-------- Entries shown

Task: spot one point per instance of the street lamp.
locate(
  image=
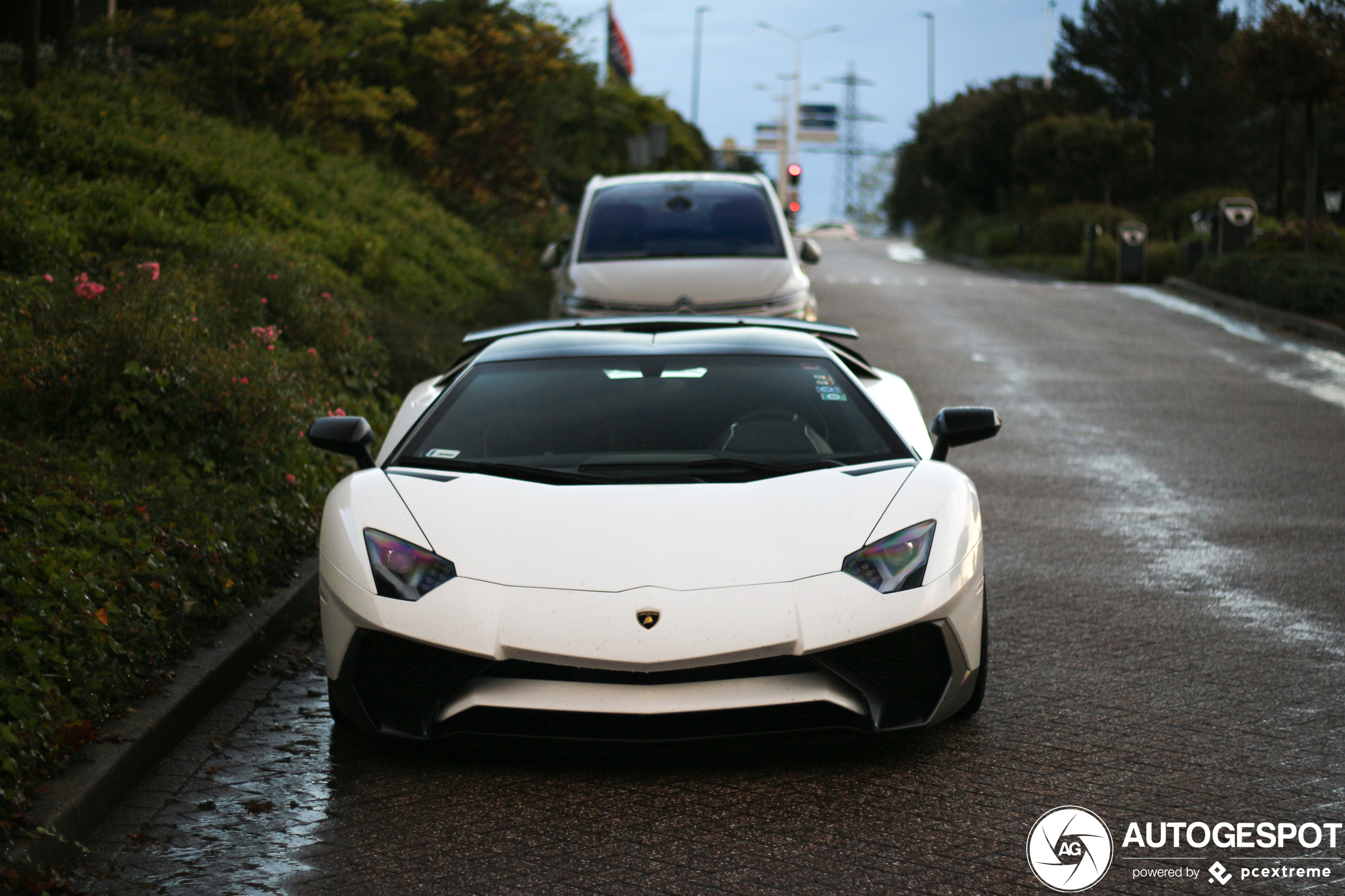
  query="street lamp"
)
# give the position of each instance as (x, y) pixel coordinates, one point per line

----------------

What is required :: Return every line of the material above word for word, leaving out the pictures.

Result for this task ::
Task: spot one point per instance of the street lamp.
locate(
  image=
  query="street lamp"
)
# give the position of each instance as (x, y) pixel coordinates, one point per line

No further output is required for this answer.